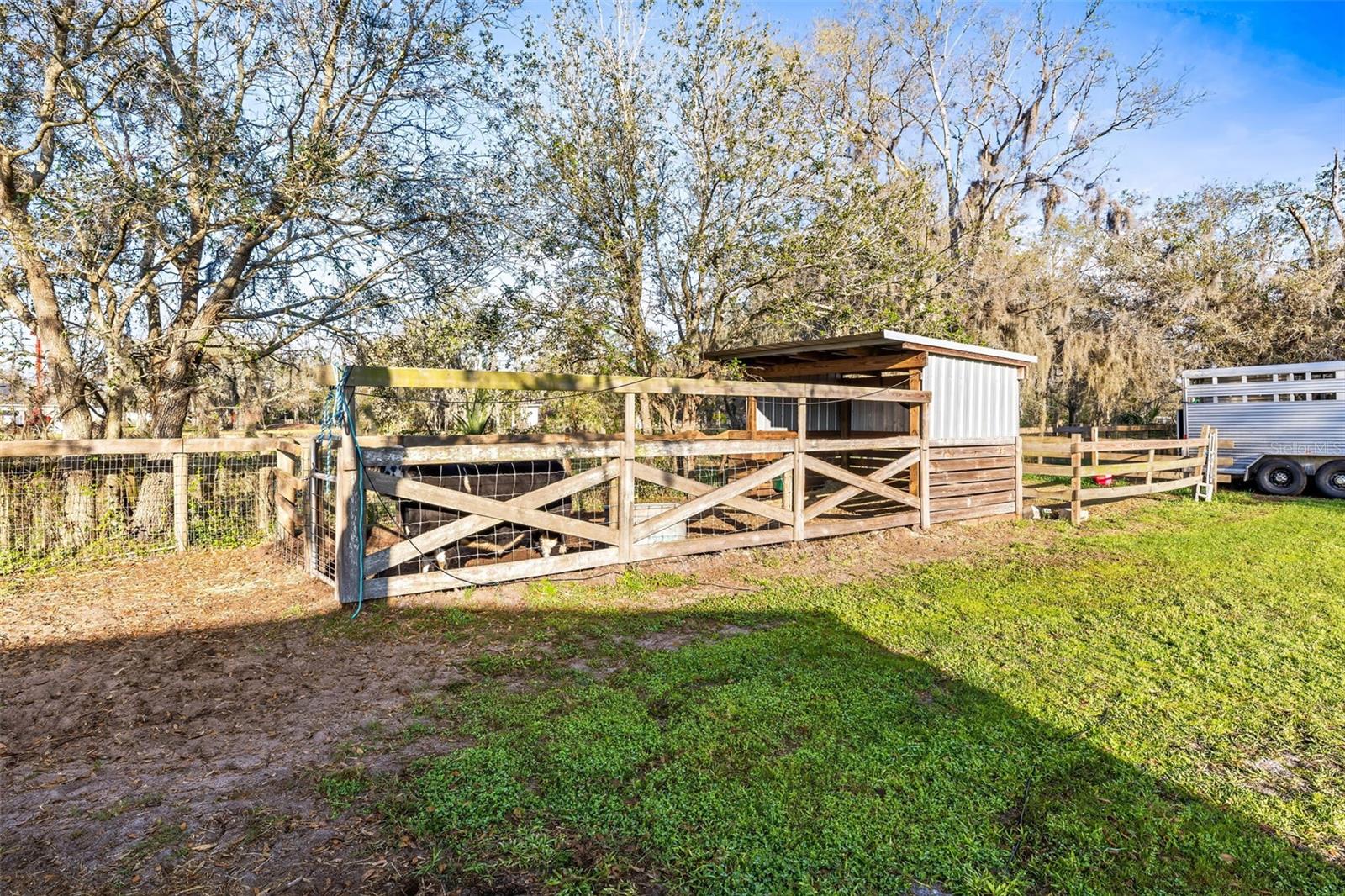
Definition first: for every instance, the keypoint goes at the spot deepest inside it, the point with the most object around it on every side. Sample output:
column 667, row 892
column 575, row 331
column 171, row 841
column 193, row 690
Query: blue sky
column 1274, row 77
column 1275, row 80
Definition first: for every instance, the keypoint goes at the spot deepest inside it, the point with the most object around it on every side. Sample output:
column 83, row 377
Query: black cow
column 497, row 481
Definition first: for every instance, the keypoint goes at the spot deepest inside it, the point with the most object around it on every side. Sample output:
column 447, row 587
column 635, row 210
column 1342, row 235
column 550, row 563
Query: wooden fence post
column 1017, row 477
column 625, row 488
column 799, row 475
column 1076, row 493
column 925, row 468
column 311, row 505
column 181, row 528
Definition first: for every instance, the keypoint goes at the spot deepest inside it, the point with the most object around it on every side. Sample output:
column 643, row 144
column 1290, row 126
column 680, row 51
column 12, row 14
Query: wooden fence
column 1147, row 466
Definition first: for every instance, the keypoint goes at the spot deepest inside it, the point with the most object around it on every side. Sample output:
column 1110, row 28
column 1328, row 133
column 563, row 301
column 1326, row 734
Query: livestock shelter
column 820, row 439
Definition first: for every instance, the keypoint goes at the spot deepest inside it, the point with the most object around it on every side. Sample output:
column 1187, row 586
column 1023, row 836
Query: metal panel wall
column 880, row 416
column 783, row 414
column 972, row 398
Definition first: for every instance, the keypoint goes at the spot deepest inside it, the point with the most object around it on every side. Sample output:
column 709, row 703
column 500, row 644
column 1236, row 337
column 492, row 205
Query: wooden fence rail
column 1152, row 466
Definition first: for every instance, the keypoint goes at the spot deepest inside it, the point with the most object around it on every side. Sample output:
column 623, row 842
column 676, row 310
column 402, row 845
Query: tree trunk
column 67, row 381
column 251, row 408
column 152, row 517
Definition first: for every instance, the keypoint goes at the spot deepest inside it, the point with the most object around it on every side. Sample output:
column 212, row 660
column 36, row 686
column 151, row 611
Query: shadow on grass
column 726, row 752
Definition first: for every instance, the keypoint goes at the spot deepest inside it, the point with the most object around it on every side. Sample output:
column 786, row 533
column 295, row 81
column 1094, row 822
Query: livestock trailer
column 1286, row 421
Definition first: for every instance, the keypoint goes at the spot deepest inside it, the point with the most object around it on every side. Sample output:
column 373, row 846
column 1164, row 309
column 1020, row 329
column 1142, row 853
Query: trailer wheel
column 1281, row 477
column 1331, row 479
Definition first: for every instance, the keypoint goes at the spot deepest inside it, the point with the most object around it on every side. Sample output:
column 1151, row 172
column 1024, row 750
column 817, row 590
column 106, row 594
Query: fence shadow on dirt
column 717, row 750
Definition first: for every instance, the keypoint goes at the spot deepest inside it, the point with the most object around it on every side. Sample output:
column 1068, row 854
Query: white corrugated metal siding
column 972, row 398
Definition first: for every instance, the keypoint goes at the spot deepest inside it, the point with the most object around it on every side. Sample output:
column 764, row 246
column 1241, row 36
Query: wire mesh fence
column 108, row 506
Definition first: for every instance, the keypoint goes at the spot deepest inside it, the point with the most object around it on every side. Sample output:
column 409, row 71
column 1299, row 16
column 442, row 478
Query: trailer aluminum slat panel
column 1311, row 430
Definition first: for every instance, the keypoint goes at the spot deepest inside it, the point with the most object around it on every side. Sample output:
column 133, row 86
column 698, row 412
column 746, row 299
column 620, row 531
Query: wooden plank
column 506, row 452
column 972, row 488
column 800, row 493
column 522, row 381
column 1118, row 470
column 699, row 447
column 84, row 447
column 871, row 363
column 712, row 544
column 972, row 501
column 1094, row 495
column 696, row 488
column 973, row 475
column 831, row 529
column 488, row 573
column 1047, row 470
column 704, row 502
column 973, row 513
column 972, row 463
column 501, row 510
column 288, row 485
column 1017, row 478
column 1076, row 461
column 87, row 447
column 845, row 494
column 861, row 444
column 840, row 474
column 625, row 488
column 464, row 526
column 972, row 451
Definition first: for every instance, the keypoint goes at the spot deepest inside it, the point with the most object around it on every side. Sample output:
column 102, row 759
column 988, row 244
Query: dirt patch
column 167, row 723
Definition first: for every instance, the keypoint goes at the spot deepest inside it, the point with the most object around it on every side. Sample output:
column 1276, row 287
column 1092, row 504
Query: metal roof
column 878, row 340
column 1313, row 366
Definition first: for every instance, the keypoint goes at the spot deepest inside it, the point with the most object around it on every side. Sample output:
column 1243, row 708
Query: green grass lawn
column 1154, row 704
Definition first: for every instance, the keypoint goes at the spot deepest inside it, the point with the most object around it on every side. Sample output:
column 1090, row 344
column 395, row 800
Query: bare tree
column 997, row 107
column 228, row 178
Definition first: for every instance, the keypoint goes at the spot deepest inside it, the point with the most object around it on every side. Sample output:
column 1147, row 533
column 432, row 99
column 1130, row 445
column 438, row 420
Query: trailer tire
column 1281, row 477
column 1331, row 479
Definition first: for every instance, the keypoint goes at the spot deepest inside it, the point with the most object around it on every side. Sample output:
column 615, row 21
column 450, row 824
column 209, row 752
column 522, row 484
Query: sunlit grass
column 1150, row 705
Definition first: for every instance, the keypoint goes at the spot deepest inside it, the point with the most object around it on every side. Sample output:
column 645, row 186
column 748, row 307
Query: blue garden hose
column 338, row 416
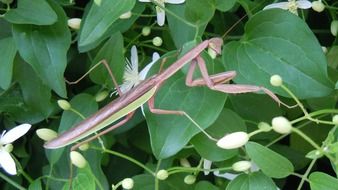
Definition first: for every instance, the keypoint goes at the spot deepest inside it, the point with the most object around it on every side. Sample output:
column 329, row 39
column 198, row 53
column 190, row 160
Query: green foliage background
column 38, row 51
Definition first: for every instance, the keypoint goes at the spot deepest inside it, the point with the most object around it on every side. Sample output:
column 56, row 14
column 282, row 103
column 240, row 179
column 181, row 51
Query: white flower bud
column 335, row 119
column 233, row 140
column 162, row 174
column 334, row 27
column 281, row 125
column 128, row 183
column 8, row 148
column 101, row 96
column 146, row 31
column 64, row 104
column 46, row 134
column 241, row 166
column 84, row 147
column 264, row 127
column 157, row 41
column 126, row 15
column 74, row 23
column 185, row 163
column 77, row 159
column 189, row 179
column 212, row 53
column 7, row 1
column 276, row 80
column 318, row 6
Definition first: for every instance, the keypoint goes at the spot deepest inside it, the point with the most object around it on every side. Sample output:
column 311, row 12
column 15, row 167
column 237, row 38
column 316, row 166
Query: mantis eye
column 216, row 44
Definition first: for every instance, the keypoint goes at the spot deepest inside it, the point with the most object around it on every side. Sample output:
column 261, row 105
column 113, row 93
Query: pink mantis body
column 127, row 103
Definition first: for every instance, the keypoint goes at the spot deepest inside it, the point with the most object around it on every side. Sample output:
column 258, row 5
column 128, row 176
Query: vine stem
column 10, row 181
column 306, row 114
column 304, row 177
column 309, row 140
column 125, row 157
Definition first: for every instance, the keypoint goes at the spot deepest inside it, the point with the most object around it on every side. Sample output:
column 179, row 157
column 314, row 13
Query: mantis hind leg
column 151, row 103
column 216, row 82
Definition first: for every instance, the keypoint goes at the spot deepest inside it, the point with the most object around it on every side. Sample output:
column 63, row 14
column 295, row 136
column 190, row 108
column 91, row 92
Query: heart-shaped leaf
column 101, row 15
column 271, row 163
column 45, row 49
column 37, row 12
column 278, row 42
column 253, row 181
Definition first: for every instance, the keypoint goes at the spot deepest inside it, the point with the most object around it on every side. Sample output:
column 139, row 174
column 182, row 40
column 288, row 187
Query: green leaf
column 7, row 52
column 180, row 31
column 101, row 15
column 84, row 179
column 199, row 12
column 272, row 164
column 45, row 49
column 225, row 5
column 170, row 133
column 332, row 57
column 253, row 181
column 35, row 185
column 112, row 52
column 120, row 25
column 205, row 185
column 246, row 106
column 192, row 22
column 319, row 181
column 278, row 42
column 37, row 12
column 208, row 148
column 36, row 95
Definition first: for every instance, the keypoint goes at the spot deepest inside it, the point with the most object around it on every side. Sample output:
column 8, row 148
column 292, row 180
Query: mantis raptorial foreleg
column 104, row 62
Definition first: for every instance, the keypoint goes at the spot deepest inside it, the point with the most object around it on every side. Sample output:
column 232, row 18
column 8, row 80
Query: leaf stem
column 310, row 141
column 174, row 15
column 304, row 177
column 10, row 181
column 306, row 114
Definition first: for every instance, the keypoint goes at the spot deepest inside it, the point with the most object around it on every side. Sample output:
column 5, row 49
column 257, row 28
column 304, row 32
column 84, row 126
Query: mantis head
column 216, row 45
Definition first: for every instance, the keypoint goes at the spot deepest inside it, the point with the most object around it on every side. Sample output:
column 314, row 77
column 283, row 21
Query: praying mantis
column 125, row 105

-=-=-

• _The request_:
Pull out each line of the records above that contains the string "fence". Case counts.

• _Response to this exercise_:
Query: wooden fence post
Query: wooden fence
Query: wooden fence rail
Query: fence shadow on dirt
Query: wire mesh fence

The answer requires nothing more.